# New Car



## Jim77 (30 Aug 2007)

I am thinking of replacing my car in the next 6 months and would like one that it is easy to transport bikes with. I currently have a Skoda Fabia Hatchback and the boot space is very limited even with the seats down, I can get one bike in but it is a real struggle and leaves little room for the front passenger. I do not want to go down the roof rack route as my bike is too heavy. 

I notice that the new Vauxhall Corsa has a built in bike rack which pops out the back, which is a great idea as I would rather not fit a towbar carrier as it is just something else to store in the shed. I was wondering if anyone had any ideas or if they knew if any other manufacturers are planning to or have introduce a similar system to Vauxhall, as a Corsa is not my idea of a dream car. (Yes I know I drive a Skoda!)
Cheers.
Jim


----------



## Scoosh (30 Aug 2007)

Skoda Roomster ?
Can have two bike rack in the back, apparently
"It’s already spacious enough to carry your mountain bikes inside the car, using the optional nifty floor-mounted wheel clamps."
http://www.skoda.co.uk/skoda3g/content/showroom/roomster/roomsterintro.aspx


and 
http://www.skoda.co.uk/skoda3g/content/showroom/roomster/details/roomstertechnology.aspx
"*Internal bike holder* - optional on all Roomsters
An original bicycle holder also demonstrates the multi-purpose use of the Roomster’s large luggage compartment. Bicycles can be carried on the roof but this has many disadvantages (the car is more sensitive to side winds, higher fuel consumption, difficult handling). The Roomster’s interior bicycle holder is therefore especially useful and practical. Basically it is a bar immediately behind the luggage compartment’s loading edge, which has two fixtures to hold the front forks of the bike. To carry two bikes, for example, two rear seats must be removed but three people can still travel in the car. The bikes without the front wheels are put in the luggage compartment rear wheel first. The front fork is attached to a clip on the floor and the frame is fastened with a belt."
Wonder if it's high enough for a road bike ?

Not too pricey in its basic form either ... but you'll know that already, having a Fabia !


----------



## Keith Oates (31 Aug 2007)

These Skoda cars are certainly making strides forward these days, perhaps the interest in bikes is a result of being used as official cars in some of the bigger races as well as sponsoring the TDU next year!!!!!!!!!!!!!!!!!!


----------



## Joe24 (31 Aug 2007)

Isnt the roomster a bigger version of the fabia? It looks like it, and i think i heard it somewhere.
I had a bit of a play with the gadgets on the roomster. The CD player is like a hole in the wall bank type system with the buttons around the outside, and the options inside. The only problem is if you press the wrong button it goes on full blast, and no matter how many times you press the button again, it wont turn down. 
Its pretty roomy also. 
The car my parents have is a Skoda Superb. Thats big, but i think you'd have to lie your bikes down in the boot, or just fold one seat forward. I dont think theres an estate version. But it does do 50ish MPG, its ment to do 60MPG on a long trip.

= PROBLEMS AND TASKS =
1. In the forum thread about choosing a new car, which car does Jim77 currently drive?
2. Transcribe everything in the forum thread about choosing a new car from "Isnt the roomster" down to "a long trip.".

= Stored records =
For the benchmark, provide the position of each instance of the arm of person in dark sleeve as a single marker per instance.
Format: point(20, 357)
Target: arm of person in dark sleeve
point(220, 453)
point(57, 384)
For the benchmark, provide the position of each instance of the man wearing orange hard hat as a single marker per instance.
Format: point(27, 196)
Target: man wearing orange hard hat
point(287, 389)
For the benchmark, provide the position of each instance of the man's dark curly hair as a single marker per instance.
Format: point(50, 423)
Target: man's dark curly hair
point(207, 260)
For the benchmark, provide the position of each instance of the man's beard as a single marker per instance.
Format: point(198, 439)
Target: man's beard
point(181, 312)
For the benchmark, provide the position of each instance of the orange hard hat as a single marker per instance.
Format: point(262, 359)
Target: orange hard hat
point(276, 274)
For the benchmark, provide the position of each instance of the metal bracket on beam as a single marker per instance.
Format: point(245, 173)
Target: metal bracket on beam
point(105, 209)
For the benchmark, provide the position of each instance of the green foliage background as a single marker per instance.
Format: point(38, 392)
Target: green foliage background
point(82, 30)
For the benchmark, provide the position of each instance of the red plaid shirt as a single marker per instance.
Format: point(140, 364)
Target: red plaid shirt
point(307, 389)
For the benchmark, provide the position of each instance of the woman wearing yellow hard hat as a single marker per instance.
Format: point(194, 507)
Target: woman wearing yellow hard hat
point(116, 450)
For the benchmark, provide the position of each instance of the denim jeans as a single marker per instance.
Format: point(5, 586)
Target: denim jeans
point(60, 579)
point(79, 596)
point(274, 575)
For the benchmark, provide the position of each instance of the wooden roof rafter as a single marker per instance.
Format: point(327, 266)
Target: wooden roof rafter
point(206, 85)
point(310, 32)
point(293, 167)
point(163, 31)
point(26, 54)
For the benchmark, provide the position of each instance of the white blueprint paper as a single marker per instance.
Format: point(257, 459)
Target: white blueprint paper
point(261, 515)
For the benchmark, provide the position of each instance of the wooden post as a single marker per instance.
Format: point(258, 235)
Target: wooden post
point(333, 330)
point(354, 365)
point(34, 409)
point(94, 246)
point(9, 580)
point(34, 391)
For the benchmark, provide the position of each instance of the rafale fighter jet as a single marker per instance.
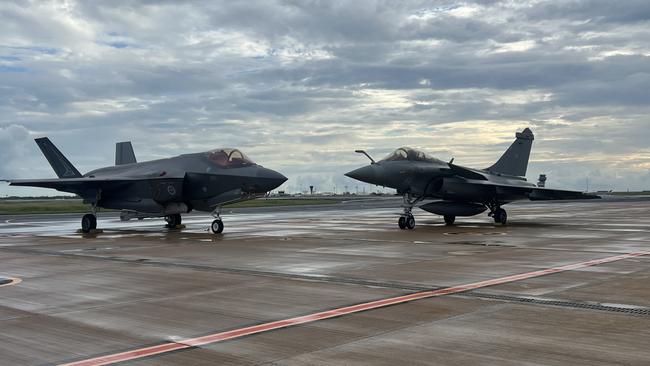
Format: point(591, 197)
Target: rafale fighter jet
point(460, 191)
point(160, 188)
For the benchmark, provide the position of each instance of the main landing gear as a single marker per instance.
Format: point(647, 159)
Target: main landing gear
point(449, 219)
point(173, 221)
point(217, 224)
point(499, 215)
point(406, 220)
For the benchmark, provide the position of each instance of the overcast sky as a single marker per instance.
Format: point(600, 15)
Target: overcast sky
point(299, 85)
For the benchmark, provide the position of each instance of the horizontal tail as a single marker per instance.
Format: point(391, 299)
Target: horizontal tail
point(514, 161)
point(124, 153)
point(62, 166)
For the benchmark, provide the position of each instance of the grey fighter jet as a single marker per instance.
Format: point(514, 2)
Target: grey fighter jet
point(160, 188)
point(459, 191)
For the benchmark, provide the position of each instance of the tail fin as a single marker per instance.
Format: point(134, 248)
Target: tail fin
point(515, 160)
point(124, 153)
point(62, 167)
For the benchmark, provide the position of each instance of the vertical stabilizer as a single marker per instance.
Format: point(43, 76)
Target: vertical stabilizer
point(124, 153)
point(514, 161)
point(62, 166)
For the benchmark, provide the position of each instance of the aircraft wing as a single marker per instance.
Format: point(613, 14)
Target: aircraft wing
point(76, 185)
point(533, 193)
point(541, 194)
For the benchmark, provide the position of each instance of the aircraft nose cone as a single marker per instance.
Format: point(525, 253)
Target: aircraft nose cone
point(270, 179)
point(367, 174)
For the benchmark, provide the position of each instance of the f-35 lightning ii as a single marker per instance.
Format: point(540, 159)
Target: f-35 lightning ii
point(460, 191)
point(160, 188)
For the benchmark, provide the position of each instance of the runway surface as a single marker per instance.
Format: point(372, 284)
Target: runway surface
point(562, 284)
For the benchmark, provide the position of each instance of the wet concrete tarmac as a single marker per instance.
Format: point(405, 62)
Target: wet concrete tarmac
point(137, 284)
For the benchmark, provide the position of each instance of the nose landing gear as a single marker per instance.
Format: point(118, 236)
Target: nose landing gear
point(497, 213)
point(217, 224)
point(406, 220)
point(88, 223)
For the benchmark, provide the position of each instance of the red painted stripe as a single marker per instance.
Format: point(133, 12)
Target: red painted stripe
point(255, 329)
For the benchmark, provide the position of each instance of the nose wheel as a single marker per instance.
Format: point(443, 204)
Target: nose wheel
point(88, 223)
point(500, 216)
point(217, 226)
point(406, 222)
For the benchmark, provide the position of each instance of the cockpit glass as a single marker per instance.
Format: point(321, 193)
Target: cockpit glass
point(229, 158)
point(406, 153)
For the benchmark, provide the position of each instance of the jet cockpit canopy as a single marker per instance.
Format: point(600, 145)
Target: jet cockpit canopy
point(406, 153)
point(228, 158)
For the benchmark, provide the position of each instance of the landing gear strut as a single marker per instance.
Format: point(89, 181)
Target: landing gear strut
point(173, 221)
point(449, 219)
point(217, 224)
point(497, 213)
point(406, 220)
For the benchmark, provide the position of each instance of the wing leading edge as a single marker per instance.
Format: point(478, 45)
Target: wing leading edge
point(534, 193)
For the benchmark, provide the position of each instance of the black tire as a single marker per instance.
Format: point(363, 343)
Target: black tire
point(410, 222)
point(450, 219)
point(88, 222)
point(401, 222)
point(217, 226)
point(500, 216)
point(173, 220)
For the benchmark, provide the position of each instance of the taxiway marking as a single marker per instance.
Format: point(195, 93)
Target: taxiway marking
point(333, 313)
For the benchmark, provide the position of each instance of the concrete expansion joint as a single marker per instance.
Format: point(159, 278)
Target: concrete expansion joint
point(9, 281)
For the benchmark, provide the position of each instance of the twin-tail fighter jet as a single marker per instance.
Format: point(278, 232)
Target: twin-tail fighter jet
point(460, 191)
point(160, 188)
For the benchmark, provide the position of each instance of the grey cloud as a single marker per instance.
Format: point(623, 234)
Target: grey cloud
point(299, 85)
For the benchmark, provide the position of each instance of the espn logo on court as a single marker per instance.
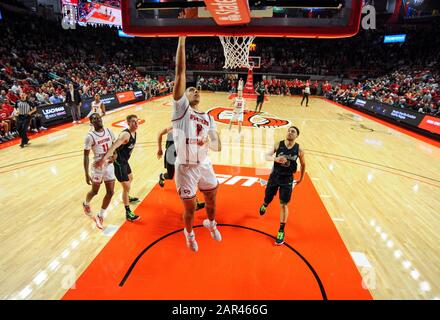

= ANSWERS BY TASK =
1. A Skoda Fabia Hatchback.

2.
Isnt the roomster a bigger version of the fabia? It looks like it, and i think i heard it somewhere.
I had a bit of a play with the gadgets on the roomster. The CD player is like a hole in the wall bank type system with the buttons around the outside, and the options inside. The only problem is if you press the wrong button it goes on full blast, and no matter how many times you press the button again, it wont turn down. 
Its pretty roomy also. 
The car my parents have is a Skoda Superb. Thats big, but i think you'd have to lie your bikes down in the boot, or just fold one seat forward. I dont think theres an estate version. But it does do 50ish MPG, its ment to do 60MPG on a long trip.